Studientext:
>>
Nach Sprachassistent benanntes Mädchen darf Vornamen ändernSeelische Belastung stellt wichtigen Grund für die Namensänderung dar

Das Verwal­tungs­gericht Göttingen hat entschieden, dass eine Klägerin, deren Vorname mit dem Namen eines bekannten Sprachas­sis­tenten identisch ist, einen Anspruch auf Änderung ihres Vornamens hat.

Dem Fall lag folgender Sachverhalt zugrunde: Die Klägerin begehrte die Änderung ihres Namens durch Hinzufügen eines zweiten Vornamens. Dies begründeten die Eltern der Klägerin damit, dass ihre Tochter aufgrund der Namensidentität ihres Vornamens mit dem Namen eines bekannten Sprachas­sis­tenten erheblich unter Mobbing und Hänseleien leide. Immer wieder würden andere Personen der Klägerin Befehle erteilen, da der Name sofort mit dem Namen des Sprachas­sis­tenten in Verbindung gebracht werde. Dies verunsichere und belaste die Klägerin seelisch sehr.
<<
Ihre Aufgaben:
a) Welches Gericht hat dem Text zur Namensänderung zufolge über den Anspruch der Klägerin entschieden?
b) Führen Sie den Text zur Namensänderung im Anschluss an den Satz „Dies verunsichere und belaste die Klägerin seelisch sehr.“ weiter.

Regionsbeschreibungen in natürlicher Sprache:
>>
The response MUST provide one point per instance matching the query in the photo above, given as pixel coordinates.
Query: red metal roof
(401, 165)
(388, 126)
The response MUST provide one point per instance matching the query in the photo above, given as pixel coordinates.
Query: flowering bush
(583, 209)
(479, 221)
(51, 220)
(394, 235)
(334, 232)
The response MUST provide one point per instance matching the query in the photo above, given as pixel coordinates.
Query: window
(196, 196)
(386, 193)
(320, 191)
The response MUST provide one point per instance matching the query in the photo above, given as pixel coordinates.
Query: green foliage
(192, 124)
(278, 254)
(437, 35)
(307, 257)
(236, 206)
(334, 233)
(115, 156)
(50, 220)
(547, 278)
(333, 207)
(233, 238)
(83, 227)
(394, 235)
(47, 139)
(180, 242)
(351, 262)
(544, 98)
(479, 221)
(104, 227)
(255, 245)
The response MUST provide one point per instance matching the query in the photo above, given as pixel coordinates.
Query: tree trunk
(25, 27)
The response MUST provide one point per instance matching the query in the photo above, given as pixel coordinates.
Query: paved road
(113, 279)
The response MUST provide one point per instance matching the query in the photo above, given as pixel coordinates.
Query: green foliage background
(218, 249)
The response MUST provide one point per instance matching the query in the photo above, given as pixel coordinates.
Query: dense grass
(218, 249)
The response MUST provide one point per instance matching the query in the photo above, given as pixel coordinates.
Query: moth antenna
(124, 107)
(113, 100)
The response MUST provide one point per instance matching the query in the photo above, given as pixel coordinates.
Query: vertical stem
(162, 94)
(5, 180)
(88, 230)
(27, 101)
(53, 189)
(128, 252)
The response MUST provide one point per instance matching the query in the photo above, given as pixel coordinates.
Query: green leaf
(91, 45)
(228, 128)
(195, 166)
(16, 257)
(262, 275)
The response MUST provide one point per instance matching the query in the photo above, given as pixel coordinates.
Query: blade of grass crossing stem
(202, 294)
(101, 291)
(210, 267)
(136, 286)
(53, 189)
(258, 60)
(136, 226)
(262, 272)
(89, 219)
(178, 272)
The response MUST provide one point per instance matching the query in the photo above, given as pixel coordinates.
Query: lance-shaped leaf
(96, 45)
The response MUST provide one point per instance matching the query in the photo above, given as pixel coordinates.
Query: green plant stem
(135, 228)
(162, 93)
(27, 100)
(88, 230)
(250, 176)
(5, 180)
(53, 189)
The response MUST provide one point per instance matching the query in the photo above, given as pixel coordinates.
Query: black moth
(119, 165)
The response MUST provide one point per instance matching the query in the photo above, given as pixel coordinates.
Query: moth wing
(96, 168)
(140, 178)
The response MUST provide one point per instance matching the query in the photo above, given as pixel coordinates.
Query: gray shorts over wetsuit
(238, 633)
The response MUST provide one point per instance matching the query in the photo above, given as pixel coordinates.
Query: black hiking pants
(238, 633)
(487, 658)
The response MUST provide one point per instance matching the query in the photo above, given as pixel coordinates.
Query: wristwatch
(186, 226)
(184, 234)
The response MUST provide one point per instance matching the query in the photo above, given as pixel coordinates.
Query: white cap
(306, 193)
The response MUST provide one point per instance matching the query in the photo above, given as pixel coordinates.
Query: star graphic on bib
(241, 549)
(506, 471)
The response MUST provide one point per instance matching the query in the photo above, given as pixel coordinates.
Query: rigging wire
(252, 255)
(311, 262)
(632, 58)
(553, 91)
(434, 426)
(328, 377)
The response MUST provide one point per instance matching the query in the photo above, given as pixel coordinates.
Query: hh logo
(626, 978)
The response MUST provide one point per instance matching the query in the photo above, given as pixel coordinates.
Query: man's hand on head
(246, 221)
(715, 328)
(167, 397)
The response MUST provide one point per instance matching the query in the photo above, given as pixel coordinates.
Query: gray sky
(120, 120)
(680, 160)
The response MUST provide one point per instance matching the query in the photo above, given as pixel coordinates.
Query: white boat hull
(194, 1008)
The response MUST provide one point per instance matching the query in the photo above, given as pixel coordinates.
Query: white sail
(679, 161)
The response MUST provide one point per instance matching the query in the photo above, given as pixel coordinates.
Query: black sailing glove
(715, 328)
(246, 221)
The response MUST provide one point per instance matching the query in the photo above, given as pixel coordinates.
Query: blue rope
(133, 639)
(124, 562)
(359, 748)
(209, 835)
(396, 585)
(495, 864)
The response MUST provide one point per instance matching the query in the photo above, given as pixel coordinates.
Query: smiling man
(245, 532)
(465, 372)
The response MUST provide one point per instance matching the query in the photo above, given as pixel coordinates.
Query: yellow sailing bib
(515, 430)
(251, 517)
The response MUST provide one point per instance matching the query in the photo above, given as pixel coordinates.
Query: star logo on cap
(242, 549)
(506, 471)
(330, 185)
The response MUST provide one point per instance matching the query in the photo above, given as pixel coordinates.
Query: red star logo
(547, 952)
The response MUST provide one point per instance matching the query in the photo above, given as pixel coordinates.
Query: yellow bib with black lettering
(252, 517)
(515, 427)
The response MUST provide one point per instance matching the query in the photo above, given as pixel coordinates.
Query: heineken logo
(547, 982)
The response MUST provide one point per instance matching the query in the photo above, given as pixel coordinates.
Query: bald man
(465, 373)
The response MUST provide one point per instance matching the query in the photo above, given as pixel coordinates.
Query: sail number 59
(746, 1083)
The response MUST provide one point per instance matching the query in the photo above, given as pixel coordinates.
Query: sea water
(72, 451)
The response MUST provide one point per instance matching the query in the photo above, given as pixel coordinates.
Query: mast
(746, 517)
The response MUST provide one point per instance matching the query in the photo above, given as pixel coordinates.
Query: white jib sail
<<
Lösungen:
a) Das Verwaltungsgericht Göttingen.

b)
Stadt sieht keine seelische Belastung für das Kind

Die beklagte Stadt hielt dagegen, dass ein wichtiger Grund für die Namensänderung im Sinne des § 3 Abs. 1 NamÄndG nicht vorliege. Die seelische Belastung der Klägerin sei nicht durch ärztliche oder psychologische Gutachten belegt. Der Namen­s­än­de­rungs­wunsch beruhe vielmehr auf nachträglicher Reue der Eltern an der früheren Namensgebung und auf Mobbing­be­fürch­tungen. Ein Produktname könne nicht automatisch zu einem Anspruch der vielen Inhaber gleichlautender Vornamen auf Namensänderung führen. Insgesamt könne quasi jeder Name mit einiger Fantasie ins Lächerliche gezogen werden.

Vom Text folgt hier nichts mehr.